Sección del documento –
════════

Los libros. Estoy en el chat con Tatiana, de Kherson, el Quersoneso griego, donde las naves que asolaban Ilión iban a cultivar la tierra para alimentar a los guerreros. De la costa de Turquía subiendo hacia el Bósforo, cruzando los Dardanelos, atravesando el Mar Negro. Allí donde está la Roca de la Perra, Hécuba petrificada.

Quería escribir de libros pero dejé el ordenador por unos días y ahora seré más amplio. Aparece una fecha, 26 de septiembre, y la anoto porque entonces deberé viajar a Poltava. Tengo cosas de alma que solucionar allí, y convivir un poco tanto con las almas muertas de Gogol como con los fantasmas soldados del campo de batalla. Septiembre es casi otoño, mejor. Recuerdo mi paseo entre los edificios de apartamentos de Kharkiv, con hojas derramadas y luz taciturna. Un café en ese ambiente da el espíritu propicio para la literatura. En un banco vecinal, abandonado, con las señoras volviendo de compras, modestas, con pañoleta en la cabeza. Tengo que ver a Irina.

Iba a poner música; me detengo un rato. Prefiero terminar el texto antes de distraerme, aunque siempre he escrito con música. Mi novela El señor don Rómulo es una cueca larga, a piano y batería. El exilio voluntario iba desde Cohen hasta Steppenwolf, y Muerta Ciudad Viva con acordes étnicos de Zanzíbar y de Rumania ¿extraño, no?

════════

Problema 1 – Transcribe de la sección del documento el pasaje entre "Quería escribir de" y "ver a Irina.", ambos incluidos.
Problema 2 – Según la sección del documento, ¿qué fecha se anota por el viaje a Poltava?

Información proporcionada –

════════

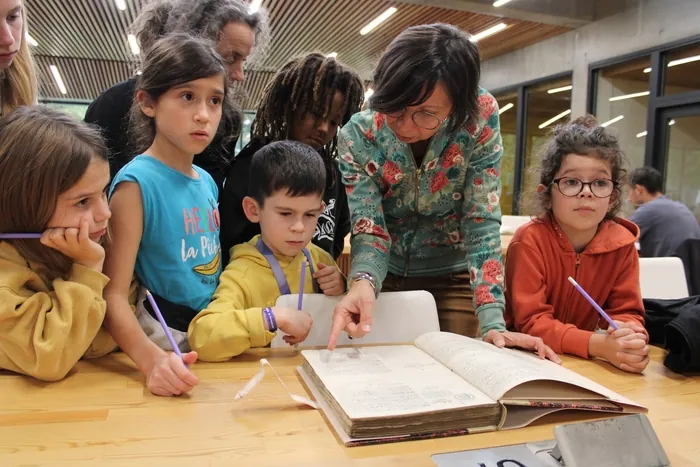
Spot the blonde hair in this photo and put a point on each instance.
(19, 86)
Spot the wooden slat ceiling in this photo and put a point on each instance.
(86, 39)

════════

Espacio para responder 1 –
Quería escribir de libros pero dejé el ordenador por unos días y ahora seré más amplio. Aparece una fecha, 26 de septiembre, y la anoto porque entonces deberé viajar a Poltava. Tengo cosas de alma que solucionar allí, y convivir un poco tanto con las almas muertas de Gogol como con los fantasmas soldados del campo de batalla. Septiembre es casi otoño, mejor. Recuerdo mi paseo entre los edificios de apartamentos de Kharkiv, con hojas derramadas y luz taciturna. Un café en ese ambiente da el espíritu propicio para la literatura. En un banco vecinal, abandonado, con las señoras volviendo de compras, modestas, con pañoleta en la cabeza. Tengo que ver a Irina.

Espacio para responder 2 – El 26 de septiembre.